◆ **Your assignment**
Reproduce the portion of the passage about a father's death that lies between "On the car ride" and "what to do.", inclusive, without any alteration.

When Alexis fell off the hay elevator and fractured her skull, Dad kept Tyne and I calm. I called 911 and he stayed with her in the barn, completely calm, making sure her head was stabilized and that no one moved her until the ambulance got there.
There were other times that I don't remember, but have heard stories about.
While I was telling him about the things I remembered him doing for us, we both cried again. He didn't stay on the phone long, but I was glad I had called. That was the last time I talked to him before he died. I bought him a father's day card, but I never took it over to him. I asked the funeral home to burn it with him.
The night after he died, I couldn't sleep. Mom couldn't either. We just stayed up and talked. We were talking about how behind he was on all of his payments, and Mom mentioned something my aunt's boyfriend had said. Dad was too proud to ask for help. It used to be that he'd call Mom when he needed help figuring out a budget or something, but as bills piled up, and he lost control, he couldn't bring himself to ask anymore. I can't be mad at him for leaving so much debt, and letting his life insurance lapse. I just can't. All I can think about is him, alone, trying to pay his bills, but constantly being hounded for money by my cousin or other leaches that saw him as an easy mark. What was he going to do? Help his niece or pay the water bill? He helped his niece. He helped people he thought needed him. Once, when he knew I needed some money but knew I wouldn't ask, he said to me, "I want to give you this. I want to help you, because you never ask me for anything. You're independent, just like me."
I thought I slept last night. I hadn't slept in about 30 hours, so I took 3 Ambien out of desperation since 3 am rolled around and I still couldn't keep my eyes closed. I thought I slept, but Mom told me I was yelling out in my sleep all night. Bryan said I calmed down around 8 am. Mom still couldn't sleep and was up and around all night, and she said at one point she put her hand on me and asked if I was alright. I don't remember any of this, but apparently I told her no. And I'm not. I'm trying to be, but I have this overwhelming feeling of guilt that I'm having problems with. I need to go see Peg, my therapist. She knows all about my situation. She was my therapist during the worst of things, and helped me get past the uncontrollable anger I felt. I need her to help me again. Should I have made more of an effort to keep him involved in my life? Is it ok that I was still kind of mad at him? How the hell do I work through all of these goddamn contradictions?? I HATE HATE HATE feeling this way. I wish someone would give me a pill to make me stop feeling. I wish I could have seen him before he died.
On the car ride home tonight, I took the opportunity to really let stuff out. I cried, hard. I screamed and screamed and screamed until my throat hurt and I thought I would puke. I'm in pain, and I don't know what to do.
I love you, Dad. I'm going to miss you.

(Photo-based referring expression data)
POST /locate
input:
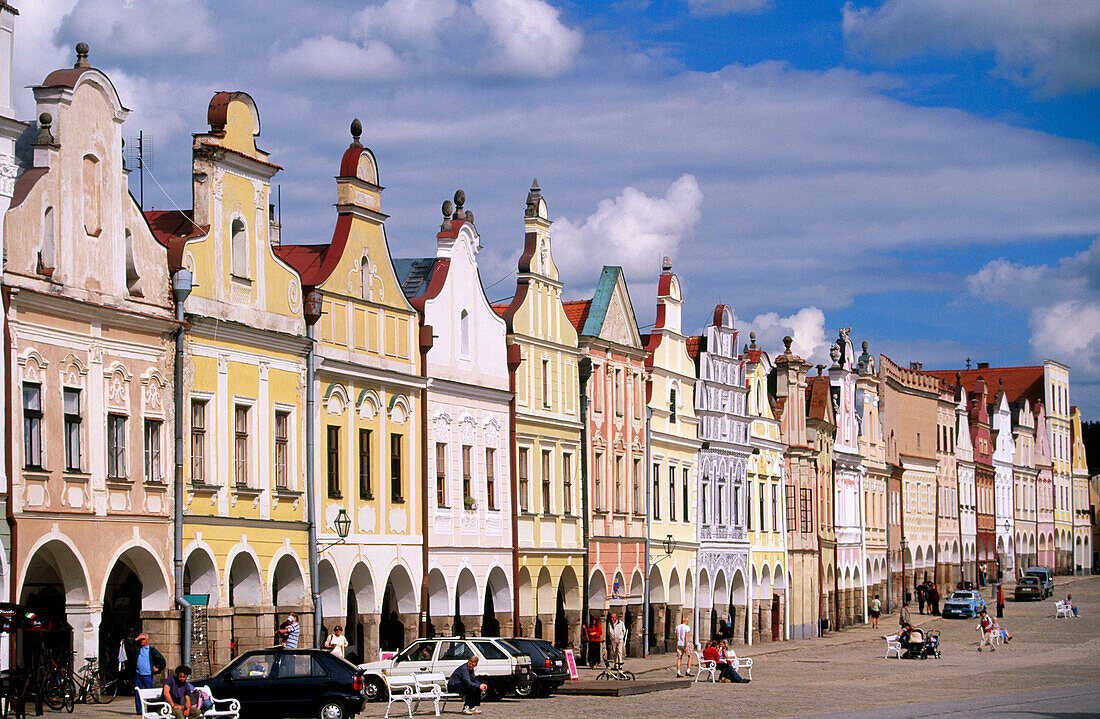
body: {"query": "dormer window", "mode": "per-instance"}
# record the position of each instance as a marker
(91, 209)
(464, 329)
(47, 251)
(239, 247)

◆ **Task result**
On the car ride home tonight, I took the opportunity to really let stuff out. I cried, hard. I screamed and screamed and screamed until my throat hurt and I thought I would puke. I'm in pain, and I don't know what to do.